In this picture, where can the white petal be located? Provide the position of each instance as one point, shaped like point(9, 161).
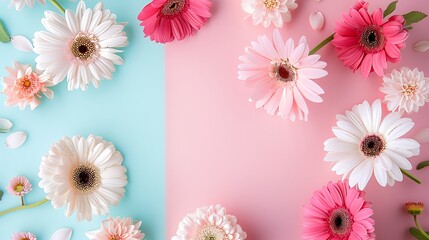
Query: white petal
point(317, 20)
point(16, 139)
point(62, 234)
point(21, 43)
point(5, 125)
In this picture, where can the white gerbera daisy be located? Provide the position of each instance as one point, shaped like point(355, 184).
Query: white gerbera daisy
point(366, 143)
point(81, 45)
point(406, 90)
point(85, 174)
point(210, 223)
point(267, 11)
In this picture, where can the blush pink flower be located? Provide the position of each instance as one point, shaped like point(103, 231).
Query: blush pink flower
point(367, 41)
point(24, 236)
point(118, 229)
point(338, 212)
point(169, 20)
point(281, 75)
point(19, 186)
point(25, 87)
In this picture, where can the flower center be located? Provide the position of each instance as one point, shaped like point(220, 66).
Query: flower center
point(372, 38)
point(83, 47)
point(173, 7)
point(340, 222)
point(372, 146)
point(212, 232)
point(271, 4)
point(86, 178)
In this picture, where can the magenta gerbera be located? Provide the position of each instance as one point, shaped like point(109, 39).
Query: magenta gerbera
point(338, 212)
point(367, 41)
point(168, 20)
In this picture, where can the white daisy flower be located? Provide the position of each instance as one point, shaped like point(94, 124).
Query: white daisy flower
point(267, 11)
point(406, 90)
point(85, 174)
point(81, 45)
point(366, 144)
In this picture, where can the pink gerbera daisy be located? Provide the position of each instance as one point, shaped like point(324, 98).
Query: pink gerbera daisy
point(167, 20)
point(338, 212)
point(367, 41)
point(282, 75)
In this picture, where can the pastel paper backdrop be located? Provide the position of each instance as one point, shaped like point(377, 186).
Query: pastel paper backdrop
point(128, 111)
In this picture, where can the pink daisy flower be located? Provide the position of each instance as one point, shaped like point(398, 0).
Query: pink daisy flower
point(338, 212)
point(24, 236)
point(118, 229)
point(167, 20)
point(24, 87)
point(367, 41)
point(19, 186)
point(281, 75)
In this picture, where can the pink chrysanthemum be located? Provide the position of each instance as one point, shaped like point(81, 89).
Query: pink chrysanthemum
point(117, 229)
point(367, 41)
point(167, 20)
point(210, 223)
point(19, 186)
point(24, 236)
point(24, 87)
point(338, 212)
point(282, 75)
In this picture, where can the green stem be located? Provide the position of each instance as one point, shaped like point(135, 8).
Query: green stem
point(57, 5)
point(420, 228)
point(36, 204)
point(410, 176)
point(322, 44)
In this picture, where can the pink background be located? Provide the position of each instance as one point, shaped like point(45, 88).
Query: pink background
point(220, 149)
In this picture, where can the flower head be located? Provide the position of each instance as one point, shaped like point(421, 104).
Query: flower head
point(267, 11)
point(24, 236)
point(168, 20)
point(117, 229)
point(19, 186)
point(209, 223)
point(365, 143)
point(80, 46)
point(338, 212)
point(282, 75)
point(25, 87)
point(85, 174)
point(367, 41)
point(414, 208)
point(406, 90)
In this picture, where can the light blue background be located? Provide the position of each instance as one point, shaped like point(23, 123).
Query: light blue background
point(128, 111)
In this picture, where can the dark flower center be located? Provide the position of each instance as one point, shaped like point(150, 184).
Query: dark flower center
point(372, 145)
point(173, 7)
point(340, 222)
point(86, 178)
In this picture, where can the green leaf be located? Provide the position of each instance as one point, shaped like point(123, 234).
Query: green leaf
point(413, 17)
point(417, 234)
point(423, 165)
point(390, 8)
point(4, 36)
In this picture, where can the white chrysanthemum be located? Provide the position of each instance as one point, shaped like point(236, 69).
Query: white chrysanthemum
point(406, 90)
point(267, 11)
point(85, 174)
point(81, 46)
point(366, 143)
point(19, 4)
point(209, 223)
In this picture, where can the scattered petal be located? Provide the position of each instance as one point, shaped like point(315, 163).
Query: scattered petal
point(5, 125)
point(22, 43)
point(317, 20)
point(16, 139)
point(421, 46)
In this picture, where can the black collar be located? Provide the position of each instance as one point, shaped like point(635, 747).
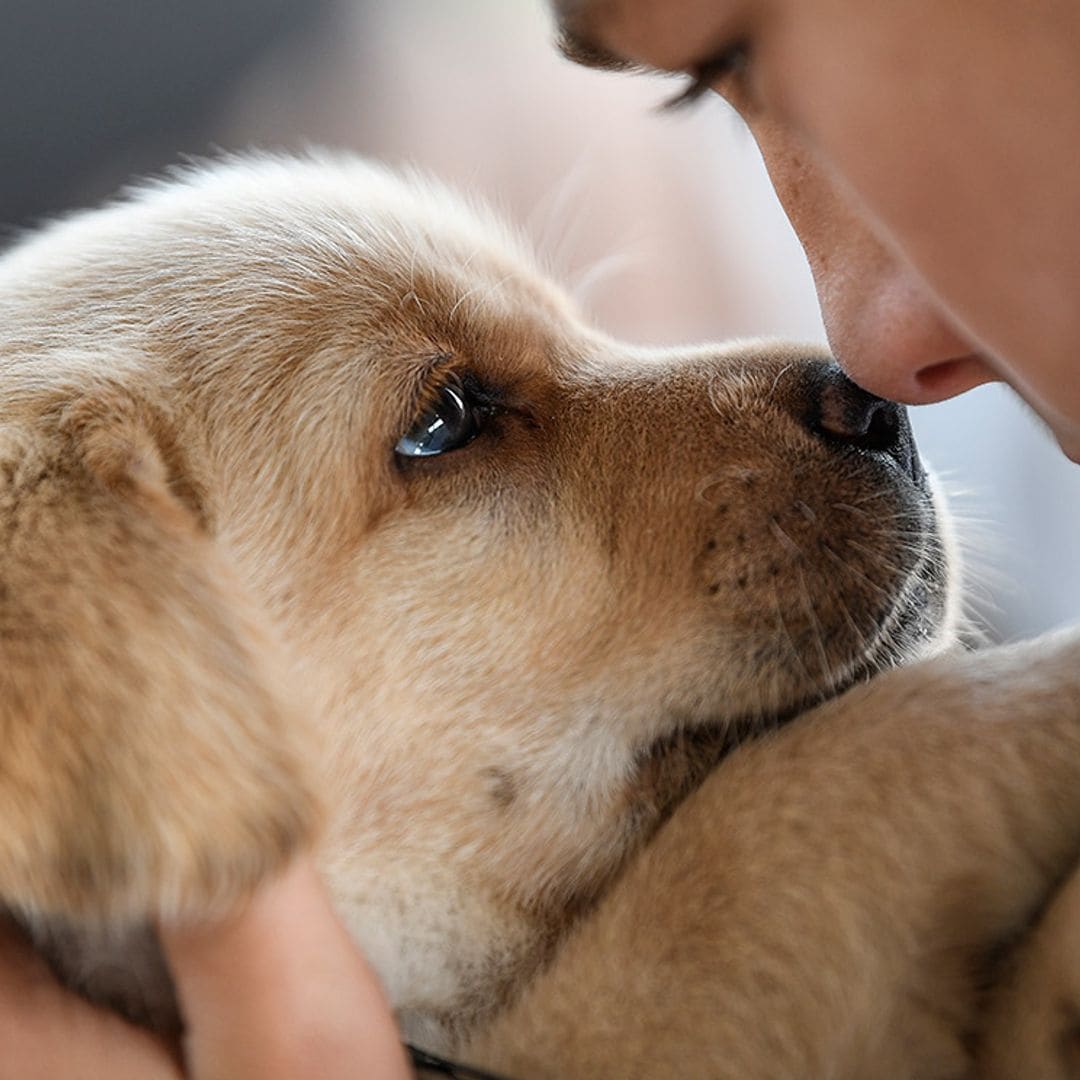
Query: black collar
point(433, 1065)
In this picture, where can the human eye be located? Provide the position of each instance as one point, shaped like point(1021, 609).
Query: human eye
point(726, 70)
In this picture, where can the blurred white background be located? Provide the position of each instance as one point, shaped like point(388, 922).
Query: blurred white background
point(664, 226)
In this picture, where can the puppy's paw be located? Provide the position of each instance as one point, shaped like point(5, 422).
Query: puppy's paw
point(151, 763)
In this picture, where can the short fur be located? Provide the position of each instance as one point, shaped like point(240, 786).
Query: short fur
point(232, 621)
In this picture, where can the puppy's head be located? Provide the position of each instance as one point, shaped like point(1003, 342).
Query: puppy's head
point(531, 580)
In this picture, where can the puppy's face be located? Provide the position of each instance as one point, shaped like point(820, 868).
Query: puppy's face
point(531, 581)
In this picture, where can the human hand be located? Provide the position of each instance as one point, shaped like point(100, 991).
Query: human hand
point(275, 991)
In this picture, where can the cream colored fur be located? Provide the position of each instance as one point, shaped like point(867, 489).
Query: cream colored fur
point(233, 622)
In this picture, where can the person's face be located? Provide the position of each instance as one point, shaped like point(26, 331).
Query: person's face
point(928, 156)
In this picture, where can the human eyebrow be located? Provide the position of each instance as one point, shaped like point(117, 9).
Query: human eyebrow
point(579, 48)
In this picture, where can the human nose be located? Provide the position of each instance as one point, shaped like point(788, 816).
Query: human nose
point(890, 337)
point(882, 325)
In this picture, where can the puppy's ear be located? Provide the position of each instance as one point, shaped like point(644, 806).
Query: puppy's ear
point(149, 765)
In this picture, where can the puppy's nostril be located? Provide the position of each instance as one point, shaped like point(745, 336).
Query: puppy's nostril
point(844, 414)
point(871, 424)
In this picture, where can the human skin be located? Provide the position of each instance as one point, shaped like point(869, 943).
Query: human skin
point(926, 154)
point(274, 993)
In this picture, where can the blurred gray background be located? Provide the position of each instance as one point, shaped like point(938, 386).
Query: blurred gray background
point(665, 227)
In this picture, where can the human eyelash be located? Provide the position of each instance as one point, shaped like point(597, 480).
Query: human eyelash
point(731, 61)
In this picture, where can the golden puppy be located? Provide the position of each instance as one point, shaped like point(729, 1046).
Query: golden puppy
point(323, 515)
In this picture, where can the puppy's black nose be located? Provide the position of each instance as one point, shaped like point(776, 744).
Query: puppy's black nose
point(846, 415)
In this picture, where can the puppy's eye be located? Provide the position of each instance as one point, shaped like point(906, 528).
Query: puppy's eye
point(450, 422)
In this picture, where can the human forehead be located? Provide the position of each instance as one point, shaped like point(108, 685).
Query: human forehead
point(669, 35)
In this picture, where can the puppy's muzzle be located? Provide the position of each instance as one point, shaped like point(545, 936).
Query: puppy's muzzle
point(847, 416)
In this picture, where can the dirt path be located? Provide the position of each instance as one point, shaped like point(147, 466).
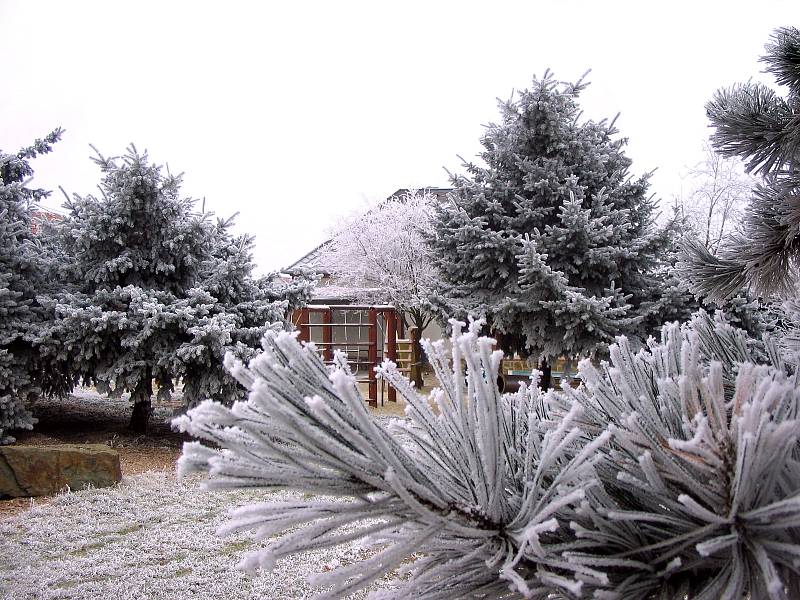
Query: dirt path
point(86, 417)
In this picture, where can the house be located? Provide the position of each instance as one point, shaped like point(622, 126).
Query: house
point(328, 291)
point(338, 318)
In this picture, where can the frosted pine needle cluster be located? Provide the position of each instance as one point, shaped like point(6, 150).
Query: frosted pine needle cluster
point(667, 474)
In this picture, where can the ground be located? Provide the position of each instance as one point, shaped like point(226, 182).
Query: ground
point(151, 536)
point(85, 417)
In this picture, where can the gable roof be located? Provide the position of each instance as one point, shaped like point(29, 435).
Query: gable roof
point(313, 259)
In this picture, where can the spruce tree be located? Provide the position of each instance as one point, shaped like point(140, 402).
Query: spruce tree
point(549, 236)
point(22, 372)
point(671, 472)
point(156, 291)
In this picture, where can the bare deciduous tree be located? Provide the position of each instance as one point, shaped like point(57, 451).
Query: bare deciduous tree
point(719, 189)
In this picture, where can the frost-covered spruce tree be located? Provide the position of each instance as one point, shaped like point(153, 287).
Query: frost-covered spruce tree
point(159, 293)
point(755, 124)
point(549, 235)
point(673, 472)
point(20, 281)
point(231, 311)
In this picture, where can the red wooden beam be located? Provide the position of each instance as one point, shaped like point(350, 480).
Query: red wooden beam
point(327, 337)
point(372, 356)
point(303, 325)
point(391, 345)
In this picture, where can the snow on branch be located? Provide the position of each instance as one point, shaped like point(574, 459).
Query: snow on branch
point(471, 480)
point(671, 472)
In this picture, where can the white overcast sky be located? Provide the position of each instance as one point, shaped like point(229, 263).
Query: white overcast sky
point(292, 113)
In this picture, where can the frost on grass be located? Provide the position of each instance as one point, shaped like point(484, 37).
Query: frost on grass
point(673, 472)
point(150, 537)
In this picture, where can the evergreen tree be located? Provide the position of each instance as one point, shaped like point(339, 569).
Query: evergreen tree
point(156, 291)
point(550, 237)
point(671, 472)
point(755, 124)
point(22, 373)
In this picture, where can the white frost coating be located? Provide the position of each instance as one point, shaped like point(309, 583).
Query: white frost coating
point(665, 471)
point(151, 538)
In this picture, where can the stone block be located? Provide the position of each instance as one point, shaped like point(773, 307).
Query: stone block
point(45, 470)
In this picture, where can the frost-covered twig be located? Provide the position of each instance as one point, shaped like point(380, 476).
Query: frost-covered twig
point(476, 487)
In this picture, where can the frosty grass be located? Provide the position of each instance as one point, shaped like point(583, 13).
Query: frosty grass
point(152, 536)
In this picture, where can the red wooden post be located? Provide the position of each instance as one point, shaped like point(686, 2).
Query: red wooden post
point(303, 325)
point(327, 335)
point(372, 357)
point(391, 345)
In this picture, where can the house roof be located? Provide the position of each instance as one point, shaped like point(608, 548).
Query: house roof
point(313, 259)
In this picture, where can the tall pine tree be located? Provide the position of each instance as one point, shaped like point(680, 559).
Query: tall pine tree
point(757, 125)
point(21, 369)
point(550, 237)
point(157, 292)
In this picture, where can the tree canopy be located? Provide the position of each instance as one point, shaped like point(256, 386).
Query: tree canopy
point(549, 236)
point(752, 122)
point(23, 374)
point(156, 291)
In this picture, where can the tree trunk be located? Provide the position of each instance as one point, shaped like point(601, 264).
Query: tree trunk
point(545, 383)
point(415, 335)
point(142, 405)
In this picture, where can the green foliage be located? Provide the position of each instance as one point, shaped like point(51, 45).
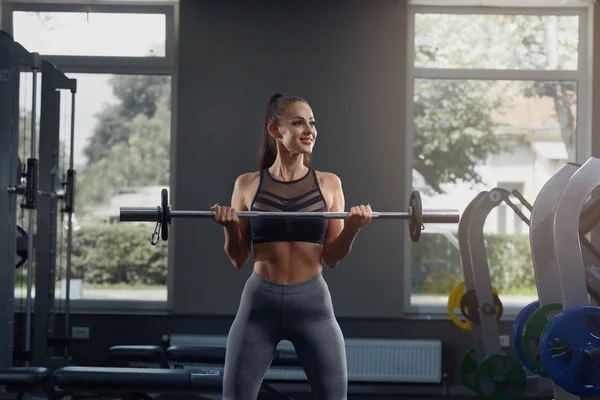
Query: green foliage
point(509, 261)
point(118, 254)
point(454, 130)
point(454, 119)
point(131, 144)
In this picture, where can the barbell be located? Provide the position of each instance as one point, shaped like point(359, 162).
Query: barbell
point(163, 215)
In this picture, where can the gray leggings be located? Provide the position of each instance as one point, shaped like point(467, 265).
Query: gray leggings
point(301, 313)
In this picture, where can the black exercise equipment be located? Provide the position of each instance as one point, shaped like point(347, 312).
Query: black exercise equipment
point(163, 214)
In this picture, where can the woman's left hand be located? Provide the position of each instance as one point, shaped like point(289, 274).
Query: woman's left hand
point(358, 217)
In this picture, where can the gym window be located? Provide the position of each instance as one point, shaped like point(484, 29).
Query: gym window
point(498, 97)
point(123, 57)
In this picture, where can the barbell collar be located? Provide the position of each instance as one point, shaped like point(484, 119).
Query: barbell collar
point(149, 214)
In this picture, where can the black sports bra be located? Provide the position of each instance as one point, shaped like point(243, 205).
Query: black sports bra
point(302, 194)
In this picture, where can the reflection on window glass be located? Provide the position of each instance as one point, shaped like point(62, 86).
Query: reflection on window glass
point(91, 34)
point(519, 42)
point(121, 155)
point(473, 136)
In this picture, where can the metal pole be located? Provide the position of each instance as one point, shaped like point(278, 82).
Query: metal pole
point(33, 152)
point(149, 214)
point(70, 206)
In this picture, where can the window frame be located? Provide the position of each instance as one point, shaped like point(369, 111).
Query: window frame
point(166, 65)
point(584, 121)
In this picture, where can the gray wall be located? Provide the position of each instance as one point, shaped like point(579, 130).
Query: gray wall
point(348, 59)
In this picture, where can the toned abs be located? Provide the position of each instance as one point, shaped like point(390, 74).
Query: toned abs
point(286, 262)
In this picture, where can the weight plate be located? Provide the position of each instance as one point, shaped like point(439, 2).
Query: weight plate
point(576, 365)
point(516, 337)
point(469, 302)
point(532, 332)
point(454, 304)
point(415, 223)
point(500, 377)
point(468, 368)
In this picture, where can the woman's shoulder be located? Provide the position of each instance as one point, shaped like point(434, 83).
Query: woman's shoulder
point(247, 179)
point(328, 178)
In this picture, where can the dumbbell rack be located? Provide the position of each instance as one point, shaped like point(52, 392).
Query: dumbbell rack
point(545, 270)
point(482, 307)
point(572, 328)
point(548, 237)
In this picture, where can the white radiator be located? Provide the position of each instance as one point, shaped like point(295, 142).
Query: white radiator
point(369, 360)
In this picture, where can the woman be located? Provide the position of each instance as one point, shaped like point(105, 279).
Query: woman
point(286, 296)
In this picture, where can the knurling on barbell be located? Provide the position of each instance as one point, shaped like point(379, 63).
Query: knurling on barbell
point(163, 215)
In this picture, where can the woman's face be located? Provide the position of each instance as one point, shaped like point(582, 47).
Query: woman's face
point(296, 131)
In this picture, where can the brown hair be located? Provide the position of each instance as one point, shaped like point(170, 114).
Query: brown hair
point(268, 147)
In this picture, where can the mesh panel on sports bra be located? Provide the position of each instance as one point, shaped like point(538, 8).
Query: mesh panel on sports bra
point(291, 196)
point(301, 195)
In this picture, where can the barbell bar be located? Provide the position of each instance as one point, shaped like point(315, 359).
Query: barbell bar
point(163, 215)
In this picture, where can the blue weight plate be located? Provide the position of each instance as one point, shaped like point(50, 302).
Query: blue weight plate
point(575, 367)
point(516, 337)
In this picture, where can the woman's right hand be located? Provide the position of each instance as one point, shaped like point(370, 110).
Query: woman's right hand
point(225, 216)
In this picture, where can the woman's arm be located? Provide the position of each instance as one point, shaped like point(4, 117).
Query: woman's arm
point(339, 238)
point(237, 237)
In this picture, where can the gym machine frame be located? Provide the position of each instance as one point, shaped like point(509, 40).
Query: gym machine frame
point(52, 189)
point(573, 366)
point(529, 325)
point(15, 59)
point(482, 307)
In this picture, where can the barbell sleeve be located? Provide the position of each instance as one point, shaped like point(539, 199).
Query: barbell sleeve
point(149, 214)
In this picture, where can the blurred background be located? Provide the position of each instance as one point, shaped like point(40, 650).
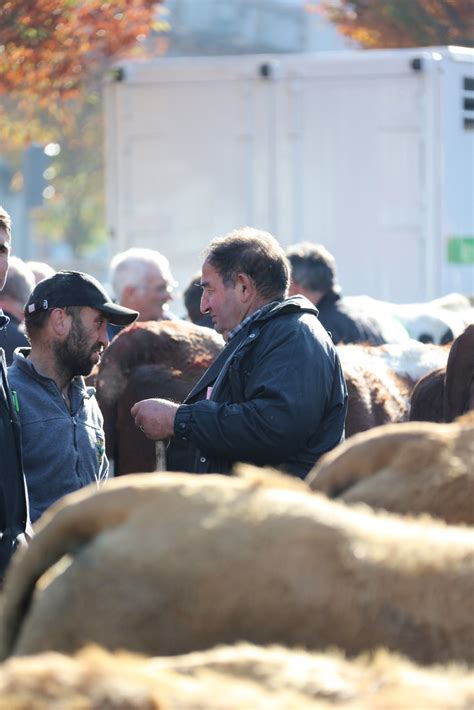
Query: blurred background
point(64, 175)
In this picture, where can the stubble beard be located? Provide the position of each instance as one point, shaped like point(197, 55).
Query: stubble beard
point(74, 355)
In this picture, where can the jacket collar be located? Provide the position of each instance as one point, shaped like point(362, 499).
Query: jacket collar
point(270, 310)
point(4, 319)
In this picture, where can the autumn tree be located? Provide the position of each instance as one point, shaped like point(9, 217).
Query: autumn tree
point(403, 23)
point(53, 55)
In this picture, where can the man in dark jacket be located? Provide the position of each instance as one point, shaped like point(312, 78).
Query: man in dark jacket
point(276, 394)
point(18, 286)
point(13, 503)
point(313, 274)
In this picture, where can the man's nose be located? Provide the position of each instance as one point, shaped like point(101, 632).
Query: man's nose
point(204, 304)
point(103, 337)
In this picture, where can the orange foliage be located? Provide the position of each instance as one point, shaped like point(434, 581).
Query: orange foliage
point(49, 46)
point(52, 55)
point(404, 23)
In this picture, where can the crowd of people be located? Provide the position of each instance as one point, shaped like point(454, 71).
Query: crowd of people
point(275, 395)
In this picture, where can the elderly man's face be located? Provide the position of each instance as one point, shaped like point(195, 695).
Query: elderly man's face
point(4, 256)
point(151, 298)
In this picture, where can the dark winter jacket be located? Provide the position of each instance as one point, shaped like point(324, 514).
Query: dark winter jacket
point(13, 503)
point(346, 323)
point(278, 396)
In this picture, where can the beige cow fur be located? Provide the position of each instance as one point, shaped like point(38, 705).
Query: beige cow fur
point(241, 677)
point(170, 563)
point(416, 467)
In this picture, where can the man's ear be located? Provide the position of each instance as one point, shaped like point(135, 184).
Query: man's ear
point(245, 287)
point(128, 296)
point(60, 322)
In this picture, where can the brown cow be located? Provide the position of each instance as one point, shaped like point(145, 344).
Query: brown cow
point(150, 359)
point(446, 393)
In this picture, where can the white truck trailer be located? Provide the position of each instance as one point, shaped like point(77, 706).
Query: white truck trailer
point(369, 152)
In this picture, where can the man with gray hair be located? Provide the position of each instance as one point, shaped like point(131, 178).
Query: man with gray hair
point(18, 286)
point(141, 280)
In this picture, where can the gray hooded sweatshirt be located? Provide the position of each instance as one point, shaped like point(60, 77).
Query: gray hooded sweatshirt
point(62, 450)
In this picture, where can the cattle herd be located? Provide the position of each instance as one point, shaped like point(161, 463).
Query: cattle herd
point(351, 589)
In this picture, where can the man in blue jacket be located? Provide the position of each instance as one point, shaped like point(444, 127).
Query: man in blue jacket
point(66, 319)
point(276, 394)
point(14, 524)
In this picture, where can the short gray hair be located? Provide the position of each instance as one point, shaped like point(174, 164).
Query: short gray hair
point(20, 281)
point(130, 268)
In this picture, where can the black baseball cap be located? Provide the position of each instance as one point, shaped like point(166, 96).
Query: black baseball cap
point(74, 288)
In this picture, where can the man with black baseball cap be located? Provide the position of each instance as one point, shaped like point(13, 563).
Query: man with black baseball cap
point(66, 319)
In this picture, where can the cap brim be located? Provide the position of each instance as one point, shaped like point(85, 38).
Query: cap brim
point(118, 315)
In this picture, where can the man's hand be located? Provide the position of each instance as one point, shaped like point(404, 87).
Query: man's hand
point(155, 417)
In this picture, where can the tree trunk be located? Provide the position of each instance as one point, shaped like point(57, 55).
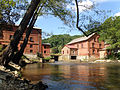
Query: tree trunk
point(12, 47)
point(19, 54)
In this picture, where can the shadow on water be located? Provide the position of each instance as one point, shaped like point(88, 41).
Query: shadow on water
point(71, 76)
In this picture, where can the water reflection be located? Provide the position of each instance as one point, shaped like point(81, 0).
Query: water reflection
point(75, 76)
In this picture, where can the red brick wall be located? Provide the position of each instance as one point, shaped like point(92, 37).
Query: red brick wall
point(90, 47)
point(46, 50)
point(32, 47)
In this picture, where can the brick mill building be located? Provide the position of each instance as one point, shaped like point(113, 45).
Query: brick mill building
point(84, 48)
point(34, 43)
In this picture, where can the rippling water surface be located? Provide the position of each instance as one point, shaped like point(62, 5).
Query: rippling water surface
point(70, 76)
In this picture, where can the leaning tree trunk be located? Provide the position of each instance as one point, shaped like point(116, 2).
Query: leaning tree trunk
point(19, 54)
point(12, 47)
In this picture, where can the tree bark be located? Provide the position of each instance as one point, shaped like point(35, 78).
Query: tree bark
point(19, 54)
point(12, 47)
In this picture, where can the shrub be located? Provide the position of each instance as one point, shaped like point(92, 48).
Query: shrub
point(47, 58)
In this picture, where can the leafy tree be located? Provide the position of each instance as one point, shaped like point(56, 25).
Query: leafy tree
point(10, 10)
point(110, 32)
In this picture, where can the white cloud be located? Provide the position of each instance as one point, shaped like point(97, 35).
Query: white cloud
point(100, 1)
point(85, 5)
point(82, 5)
point(117, 14)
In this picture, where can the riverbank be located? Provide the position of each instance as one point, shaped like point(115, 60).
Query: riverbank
point(10, 79)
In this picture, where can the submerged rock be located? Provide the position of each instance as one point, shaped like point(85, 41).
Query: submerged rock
point(9, 80)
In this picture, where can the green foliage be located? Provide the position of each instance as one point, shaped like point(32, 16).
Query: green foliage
point(110, 32)
point(59, 9)
point(10, 10)
point(46, 58)
point(58, 41)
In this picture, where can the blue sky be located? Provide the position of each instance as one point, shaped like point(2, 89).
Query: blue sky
point(51, 24)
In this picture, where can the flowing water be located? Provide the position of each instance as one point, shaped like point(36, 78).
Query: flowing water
point(71, 76)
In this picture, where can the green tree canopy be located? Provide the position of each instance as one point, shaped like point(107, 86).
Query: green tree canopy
point(10, 10)
point(110, 32)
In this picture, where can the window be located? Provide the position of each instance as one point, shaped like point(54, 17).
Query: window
point(93, 51)
point(97, 39)
point(93, 45)
point(63, 52)
point(31, 39)
point(31, 45)
point(81, 45)
point(73, 52)
point(67, 51)
point(97, 50)
point(21, 45)
point(21, 38)
point(44, 51)
point(31, 51)
point(44, 46)
point(10, 37)
point(94, 39)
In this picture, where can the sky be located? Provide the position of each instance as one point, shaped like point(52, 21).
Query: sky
point(54, 25)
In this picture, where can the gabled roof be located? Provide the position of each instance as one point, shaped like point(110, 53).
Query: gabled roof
point(71, 46)
point(81, 39)
point(46, 44)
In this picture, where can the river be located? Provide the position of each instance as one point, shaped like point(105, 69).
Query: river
point(72, 76)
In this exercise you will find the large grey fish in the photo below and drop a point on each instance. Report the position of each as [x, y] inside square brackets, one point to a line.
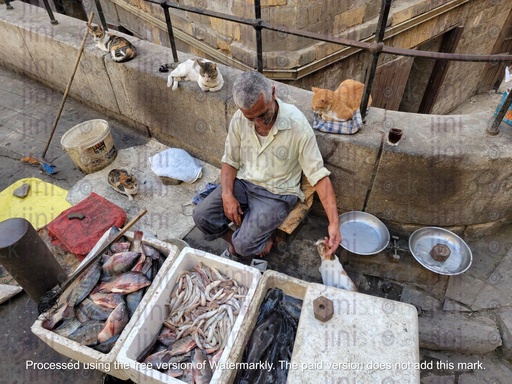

> [Work instruction] A clean copy is needed of the lines above from the one with "In this picture, where can the black baseball" up to and including the one with "In this picture, where can the rippling". Please set it down exactly, with no pictures.

> [Solution for this exercise]
In this picture, where can the black baseball cap be located? Provide the position of each instance as one point, shaped like point(166, 96).
Query: black baseball cap
point(74, 288)
In this picture, where can the man with black baseball cap be located? Provide the position of each instance as one point, shaped like point(13, 563).
Query: man with black baseball cap
point(66, 319)
In this picture, where can the cap brim be located? Provide the position of each instance as one point, shaped like point(85, 38).
Query: cap brim
point(118, 315)
In this picture, where can the man's hand be located? Provide the position of each instance as one point, shaped like point(404, 87).
Query: man's hand
point(155, 417)
In this picture, where can the tree trunk be located? Provide the position of each instance as one point, shaped like point(57, 55).
Query: tree trunk
point(12, 47)
point(19, 54)
In this picture, where can the shadow on water be located? Provide the position of each instance as one point, shaped like point(88, 41).
Query: shadow on water
point(71, 76)
In this picture, where can the water reflection be located? Provide the position of each instance as one point, shaped like point(81, 0).
Query: water reflection
point(75, 76)
In this picture, where can the red brick wall be located? Provide the position of each instance as one point, shaped like point(92, 37).
Query: red brick wall
point(90, 47)
point(46, 50)
point(32, 47)
In this picture, where can the brick mill building be located? Provide the position of each instance as one point, shaped like point(113, 45).
Query: brick mill building
point(84, 48)
point(34, 43)
In this picture, where can the rippling water surface be located? Provide the position of each instance as one point, shaped like point(62, 5).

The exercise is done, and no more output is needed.